(Object point labels)
::::

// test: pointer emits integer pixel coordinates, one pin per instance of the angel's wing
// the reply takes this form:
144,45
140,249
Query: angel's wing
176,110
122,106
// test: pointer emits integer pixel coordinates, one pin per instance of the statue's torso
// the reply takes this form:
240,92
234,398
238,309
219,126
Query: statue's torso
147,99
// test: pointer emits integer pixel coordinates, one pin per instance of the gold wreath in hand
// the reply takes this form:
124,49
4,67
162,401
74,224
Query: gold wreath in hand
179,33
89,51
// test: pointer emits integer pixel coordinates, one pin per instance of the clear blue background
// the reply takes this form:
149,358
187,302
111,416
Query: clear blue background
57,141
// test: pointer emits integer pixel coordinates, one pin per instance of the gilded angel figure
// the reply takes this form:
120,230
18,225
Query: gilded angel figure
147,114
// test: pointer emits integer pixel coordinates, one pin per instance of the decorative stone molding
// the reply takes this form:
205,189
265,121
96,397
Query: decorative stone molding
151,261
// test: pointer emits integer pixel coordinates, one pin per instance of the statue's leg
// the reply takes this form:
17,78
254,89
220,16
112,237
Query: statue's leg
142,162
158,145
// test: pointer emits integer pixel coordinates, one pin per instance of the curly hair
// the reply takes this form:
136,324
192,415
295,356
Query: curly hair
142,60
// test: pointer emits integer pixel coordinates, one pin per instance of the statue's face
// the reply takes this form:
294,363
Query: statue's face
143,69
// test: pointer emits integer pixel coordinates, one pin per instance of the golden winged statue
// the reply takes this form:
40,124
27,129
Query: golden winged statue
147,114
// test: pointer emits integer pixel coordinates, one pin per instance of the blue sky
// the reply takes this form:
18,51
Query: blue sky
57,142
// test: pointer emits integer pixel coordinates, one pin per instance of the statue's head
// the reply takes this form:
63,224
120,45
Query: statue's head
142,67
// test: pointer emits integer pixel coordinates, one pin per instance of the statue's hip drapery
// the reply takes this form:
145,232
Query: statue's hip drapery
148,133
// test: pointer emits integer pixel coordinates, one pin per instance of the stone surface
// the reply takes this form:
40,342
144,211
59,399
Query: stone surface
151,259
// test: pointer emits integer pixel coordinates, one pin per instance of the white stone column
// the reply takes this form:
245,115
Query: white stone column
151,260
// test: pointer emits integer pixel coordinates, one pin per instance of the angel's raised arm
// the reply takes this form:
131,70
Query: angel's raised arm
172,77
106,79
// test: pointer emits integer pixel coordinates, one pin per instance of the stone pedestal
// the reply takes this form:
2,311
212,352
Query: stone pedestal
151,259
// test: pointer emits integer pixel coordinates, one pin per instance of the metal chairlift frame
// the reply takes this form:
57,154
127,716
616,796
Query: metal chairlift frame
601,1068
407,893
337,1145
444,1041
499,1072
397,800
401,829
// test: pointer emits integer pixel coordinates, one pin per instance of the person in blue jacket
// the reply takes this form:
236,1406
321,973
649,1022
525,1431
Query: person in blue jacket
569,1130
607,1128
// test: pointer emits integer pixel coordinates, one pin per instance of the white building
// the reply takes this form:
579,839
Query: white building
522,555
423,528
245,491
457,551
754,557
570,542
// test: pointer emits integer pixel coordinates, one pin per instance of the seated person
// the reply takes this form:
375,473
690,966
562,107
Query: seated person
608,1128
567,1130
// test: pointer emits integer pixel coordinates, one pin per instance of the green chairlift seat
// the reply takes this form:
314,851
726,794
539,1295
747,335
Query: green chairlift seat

::::

-- Exercise --
Your task is to output exactly the lines running from the one with "the metal chairlift frame" through the final line of the material above, with both ends included.

-- Task output --
// test: pointer emits integer pixel coordinates, one pin per instance of the metal chairlift frame
// the reply takes this form:
57,154
127,716
616,796
Query: metal chairlift frame
601,1068
407,893
337,1145
444,1041
499,1072
397,800
401,829
// test: pointer emits integer pixel coordinates, one pin per instance of the person in blue jacket
// the reply takes this form:
236,1406
321,973
649,1022
525,1431
Query: person in blue jacket
569,1130
607,1128
// test: pointer emits integer pixel coordinates, one pin per instance of the white building
// the reply takes this form:
579,839
Query: white building
522,555
423,528
245,491
457,551
754,557
570,542
// test: pointer emits integer pixel coordinates, one pin per instance of the seated person
// the reply takes this form:
375,473
690,966
562,107
Query: seated person
608,1128
567,1130
// test: pointer emits integer pixel coordinates, one pin per instance of the green chairlift seat
// the reply takes this form:
314,851
726,794
539,1295
747,335
Query: green chairlift seat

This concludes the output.